START Information given
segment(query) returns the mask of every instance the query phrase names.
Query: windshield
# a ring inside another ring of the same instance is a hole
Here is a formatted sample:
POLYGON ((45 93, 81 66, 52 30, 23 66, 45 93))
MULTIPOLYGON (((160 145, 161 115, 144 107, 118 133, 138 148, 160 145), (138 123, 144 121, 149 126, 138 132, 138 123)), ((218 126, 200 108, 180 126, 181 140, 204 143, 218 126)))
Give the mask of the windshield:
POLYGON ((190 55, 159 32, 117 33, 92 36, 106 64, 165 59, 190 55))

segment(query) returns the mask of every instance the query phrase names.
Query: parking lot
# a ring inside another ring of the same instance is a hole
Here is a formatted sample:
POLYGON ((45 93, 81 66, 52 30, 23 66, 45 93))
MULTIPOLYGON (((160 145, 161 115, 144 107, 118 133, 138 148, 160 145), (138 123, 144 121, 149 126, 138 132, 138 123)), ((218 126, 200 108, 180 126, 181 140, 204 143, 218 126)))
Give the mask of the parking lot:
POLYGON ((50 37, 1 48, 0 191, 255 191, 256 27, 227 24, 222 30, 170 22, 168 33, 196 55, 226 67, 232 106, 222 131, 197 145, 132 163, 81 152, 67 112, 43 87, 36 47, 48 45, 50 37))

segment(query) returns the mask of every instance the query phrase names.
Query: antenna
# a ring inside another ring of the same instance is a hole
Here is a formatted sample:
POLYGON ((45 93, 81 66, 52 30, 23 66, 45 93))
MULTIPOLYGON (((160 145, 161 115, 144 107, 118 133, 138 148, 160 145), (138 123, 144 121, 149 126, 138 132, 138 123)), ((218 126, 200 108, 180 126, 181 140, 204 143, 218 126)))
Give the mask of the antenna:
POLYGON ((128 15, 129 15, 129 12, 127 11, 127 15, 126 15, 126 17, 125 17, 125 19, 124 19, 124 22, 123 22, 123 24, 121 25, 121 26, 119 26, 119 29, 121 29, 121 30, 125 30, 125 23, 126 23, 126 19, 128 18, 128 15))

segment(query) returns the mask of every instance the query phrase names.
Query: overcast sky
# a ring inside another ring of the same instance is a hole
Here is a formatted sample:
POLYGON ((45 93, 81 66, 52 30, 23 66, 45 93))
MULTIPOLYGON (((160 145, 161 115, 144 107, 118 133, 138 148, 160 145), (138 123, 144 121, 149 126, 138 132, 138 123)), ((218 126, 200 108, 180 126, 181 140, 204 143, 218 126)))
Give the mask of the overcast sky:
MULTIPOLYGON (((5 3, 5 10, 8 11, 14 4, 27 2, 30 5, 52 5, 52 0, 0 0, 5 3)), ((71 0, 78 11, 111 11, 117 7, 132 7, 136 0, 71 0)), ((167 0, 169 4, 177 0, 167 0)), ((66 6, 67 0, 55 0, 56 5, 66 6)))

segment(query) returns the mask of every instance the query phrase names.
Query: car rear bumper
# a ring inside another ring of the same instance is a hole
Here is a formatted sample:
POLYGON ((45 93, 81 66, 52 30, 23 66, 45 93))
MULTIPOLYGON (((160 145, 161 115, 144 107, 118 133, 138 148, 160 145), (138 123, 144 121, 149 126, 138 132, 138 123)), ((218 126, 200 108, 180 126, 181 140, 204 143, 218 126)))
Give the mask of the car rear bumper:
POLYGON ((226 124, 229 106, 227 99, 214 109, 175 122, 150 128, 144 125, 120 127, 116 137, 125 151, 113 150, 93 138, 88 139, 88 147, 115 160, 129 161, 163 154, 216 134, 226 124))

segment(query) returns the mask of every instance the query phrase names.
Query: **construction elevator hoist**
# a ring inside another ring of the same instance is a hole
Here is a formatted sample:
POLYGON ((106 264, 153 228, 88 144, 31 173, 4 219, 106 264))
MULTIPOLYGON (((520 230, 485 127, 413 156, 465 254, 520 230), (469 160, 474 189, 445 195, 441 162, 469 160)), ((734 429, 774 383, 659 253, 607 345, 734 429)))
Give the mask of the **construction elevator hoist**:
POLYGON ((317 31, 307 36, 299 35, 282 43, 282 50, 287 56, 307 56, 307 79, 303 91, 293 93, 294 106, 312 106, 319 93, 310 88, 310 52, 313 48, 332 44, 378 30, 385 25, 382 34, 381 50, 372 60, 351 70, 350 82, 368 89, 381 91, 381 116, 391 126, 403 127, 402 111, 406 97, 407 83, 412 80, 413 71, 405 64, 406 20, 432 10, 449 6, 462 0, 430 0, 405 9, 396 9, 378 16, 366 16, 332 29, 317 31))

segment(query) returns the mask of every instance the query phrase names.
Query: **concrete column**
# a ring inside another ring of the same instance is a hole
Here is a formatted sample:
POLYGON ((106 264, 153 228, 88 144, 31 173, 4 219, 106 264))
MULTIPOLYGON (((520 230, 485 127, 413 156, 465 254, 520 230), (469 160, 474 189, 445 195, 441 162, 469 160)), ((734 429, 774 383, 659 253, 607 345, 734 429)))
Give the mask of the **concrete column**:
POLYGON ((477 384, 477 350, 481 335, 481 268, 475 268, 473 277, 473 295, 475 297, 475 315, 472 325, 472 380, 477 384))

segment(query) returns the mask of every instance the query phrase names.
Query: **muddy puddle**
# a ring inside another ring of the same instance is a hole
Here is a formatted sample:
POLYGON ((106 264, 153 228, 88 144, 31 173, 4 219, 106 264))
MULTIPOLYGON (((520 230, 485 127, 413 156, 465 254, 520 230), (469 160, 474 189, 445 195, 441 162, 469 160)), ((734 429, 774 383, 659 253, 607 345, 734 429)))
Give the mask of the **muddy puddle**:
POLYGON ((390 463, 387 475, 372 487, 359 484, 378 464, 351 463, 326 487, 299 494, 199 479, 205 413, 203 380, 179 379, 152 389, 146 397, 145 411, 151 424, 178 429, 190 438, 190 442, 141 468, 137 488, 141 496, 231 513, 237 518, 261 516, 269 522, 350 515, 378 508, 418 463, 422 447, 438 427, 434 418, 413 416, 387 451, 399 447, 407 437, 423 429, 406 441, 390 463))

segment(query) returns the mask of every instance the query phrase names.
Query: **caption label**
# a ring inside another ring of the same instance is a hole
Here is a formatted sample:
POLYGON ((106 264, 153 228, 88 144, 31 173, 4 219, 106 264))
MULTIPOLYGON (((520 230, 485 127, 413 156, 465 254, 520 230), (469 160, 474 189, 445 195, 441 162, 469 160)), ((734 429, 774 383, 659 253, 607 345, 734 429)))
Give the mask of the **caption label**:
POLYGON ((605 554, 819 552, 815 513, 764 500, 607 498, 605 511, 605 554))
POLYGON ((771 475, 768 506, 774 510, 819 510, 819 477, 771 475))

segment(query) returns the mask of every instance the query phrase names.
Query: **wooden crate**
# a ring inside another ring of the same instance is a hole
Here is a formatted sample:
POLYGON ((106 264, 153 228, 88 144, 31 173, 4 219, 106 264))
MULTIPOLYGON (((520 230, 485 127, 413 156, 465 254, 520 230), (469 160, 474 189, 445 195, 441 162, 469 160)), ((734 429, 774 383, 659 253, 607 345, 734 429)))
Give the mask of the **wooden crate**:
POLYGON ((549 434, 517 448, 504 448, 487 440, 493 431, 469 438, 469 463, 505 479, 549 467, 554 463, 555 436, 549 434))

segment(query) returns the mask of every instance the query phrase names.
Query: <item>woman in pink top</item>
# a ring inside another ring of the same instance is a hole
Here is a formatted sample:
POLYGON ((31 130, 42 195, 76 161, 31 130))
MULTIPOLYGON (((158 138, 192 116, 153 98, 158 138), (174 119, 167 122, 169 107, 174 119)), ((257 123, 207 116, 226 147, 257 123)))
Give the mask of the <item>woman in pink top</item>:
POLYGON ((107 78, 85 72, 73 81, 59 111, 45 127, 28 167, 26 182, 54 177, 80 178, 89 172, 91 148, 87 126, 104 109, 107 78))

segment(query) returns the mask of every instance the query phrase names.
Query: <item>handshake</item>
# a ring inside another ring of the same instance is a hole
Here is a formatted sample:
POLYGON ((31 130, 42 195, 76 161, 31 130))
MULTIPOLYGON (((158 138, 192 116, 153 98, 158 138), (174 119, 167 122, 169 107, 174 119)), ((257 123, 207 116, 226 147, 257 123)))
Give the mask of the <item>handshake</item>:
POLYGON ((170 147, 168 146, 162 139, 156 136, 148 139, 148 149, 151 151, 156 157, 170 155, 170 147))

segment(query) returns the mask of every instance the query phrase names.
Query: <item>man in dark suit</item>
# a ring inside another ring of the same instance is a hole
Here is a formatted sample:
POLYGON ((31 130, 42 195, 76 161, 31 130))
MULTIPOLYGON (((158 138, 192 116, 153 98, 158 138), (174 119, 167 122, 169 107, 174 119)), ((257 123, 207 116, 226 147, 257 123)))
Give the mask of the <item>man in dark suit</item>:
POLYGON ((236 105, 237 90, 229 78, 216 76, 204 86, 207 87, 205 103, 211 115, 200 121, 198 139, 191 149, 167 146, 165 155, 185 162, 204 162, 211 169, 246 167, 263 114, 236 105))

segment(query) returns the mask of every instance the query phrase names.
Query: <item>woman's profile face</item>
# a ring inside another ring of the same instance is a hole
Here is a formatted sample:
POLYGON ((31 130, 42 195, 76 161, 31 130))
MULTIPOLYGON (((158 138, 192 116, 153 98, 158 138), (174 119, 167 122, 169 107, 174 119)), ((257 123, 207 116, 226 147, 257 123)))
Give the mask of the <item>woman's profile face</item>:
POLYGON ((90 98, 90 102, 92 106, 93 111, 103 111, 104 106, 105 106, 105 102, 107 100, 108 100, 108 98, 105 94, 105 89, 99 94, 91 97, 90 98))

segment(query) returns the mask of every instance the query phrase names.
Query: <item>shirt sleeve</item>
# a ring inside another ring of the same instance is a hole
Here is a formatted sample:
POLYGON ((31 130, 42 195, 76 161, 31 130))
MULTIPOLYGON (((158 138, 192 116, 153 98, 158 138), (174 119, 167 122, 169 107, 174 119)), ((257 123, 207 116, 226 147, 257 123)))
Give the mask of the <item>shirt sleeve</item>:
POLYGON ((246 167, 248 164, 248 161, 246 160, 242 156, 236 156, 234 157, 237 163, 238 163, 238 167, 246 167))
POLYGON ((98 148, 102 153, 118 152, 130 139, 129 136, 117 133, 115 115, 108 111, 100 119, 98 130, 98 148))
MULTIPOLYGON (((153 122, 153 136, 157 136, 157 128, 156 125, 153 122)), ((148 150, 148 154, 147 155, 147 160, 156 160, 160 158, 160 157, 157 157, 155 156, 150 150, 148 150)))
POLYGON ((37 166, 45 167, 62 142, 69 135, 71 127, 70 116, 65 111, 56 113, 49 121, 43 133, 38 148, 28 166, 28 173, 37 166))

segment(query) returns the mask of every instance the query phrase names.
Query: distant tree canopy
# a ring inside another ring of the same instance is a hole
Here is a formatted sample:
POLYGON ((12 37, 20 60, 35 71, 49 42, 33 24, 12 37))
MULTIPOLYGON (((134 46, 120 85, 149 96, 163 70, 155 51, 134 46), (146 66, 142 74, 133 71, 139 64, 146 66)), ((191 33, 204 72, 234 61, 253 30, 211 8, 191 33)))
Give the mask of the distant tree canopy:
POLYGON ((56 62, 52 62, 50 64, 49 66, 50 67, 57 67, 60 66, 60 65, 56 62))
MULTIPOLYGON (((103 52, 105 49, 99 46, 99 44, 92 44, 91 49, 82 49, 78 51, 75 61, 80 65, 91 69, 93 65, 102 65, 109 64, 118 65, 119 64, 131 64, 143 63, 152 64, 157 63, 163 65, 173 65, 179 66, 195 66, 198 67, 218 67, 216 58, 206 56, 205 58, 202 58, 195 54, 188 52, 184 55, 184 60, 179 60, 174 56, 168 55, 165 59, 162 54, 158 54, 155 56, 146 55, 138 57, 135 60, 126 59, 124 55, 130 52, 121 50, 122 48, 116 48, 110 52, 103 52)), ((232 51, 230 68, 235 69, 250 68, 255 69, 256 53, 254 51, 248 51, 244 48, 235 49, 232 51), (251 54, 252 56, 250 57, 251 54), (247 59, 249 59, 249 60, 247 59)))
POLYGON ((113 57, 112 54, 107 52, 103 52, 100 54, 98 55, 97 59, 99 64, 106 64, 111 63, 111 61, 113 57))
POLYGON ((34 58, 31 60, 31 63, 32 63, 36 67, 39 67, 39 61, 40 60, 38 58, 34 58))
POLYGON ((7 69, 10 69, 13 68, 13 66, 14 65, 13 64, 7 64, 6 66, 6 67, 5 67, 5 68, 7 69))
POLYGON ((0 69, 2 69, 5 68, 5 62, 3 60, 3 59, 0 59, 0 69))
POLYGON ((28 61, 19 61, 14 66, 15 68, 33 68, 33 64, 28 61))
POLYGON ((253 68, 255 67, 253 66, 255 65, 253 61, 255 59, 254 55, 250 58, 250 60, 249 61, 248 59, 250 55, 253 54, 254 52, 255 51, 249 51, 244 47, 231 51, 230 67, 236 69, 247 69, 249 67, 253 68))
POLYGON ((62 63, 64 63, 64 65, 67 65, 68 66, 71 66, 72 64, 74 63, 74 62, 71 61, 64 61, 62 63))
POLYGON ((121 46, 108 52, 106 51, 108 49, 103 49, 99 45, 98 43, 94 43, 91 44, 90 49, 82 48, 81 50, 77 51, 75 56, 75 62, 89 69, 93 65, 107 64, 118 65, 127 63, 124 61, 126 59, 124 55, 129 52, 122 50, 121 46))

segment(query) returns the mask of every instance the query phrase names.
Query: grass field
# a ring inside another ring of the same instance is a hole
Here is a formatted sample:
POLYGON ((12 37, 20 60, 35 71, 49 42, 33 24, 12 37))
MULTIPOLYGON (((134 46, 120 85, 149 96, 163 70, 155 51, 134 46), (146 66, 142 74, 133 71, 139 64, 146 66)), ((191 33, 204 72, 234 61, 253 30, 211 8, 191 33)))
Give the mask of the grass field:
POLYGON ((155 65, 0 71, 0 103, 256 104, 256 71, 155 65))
END Information given
■ **Goal**: Starting from the beginning of the records and going through the line that contains "POLYGON ((190 55, 159", write those lines out again with the requests included, shifting every polygon coordinate in the answers up by 68.

■ **Answer to this problem**:
segment(query) returns the mask of every instance the query phrase names.
Query: windshield
# a ring inside another ring of the same instance is a hole
Here is a formatted sample:
POLYGON ((45 93, 81 66, 52 30, 23 66, 45 93))
MULTIPOLYGON (((160 145, 161 115, 144 107, 118 133, 138 148, 160 145), (138 123, 144 121, 149 126, 138 132, 138 123)), ((218 126, 200 108, 180 126, 181 140, 204 143, 218 126)))
Give the mask of the windshield:
POLYGON ((258 123, 227 100, 185 101, 160 104, 174 132, 233 127, 258 123))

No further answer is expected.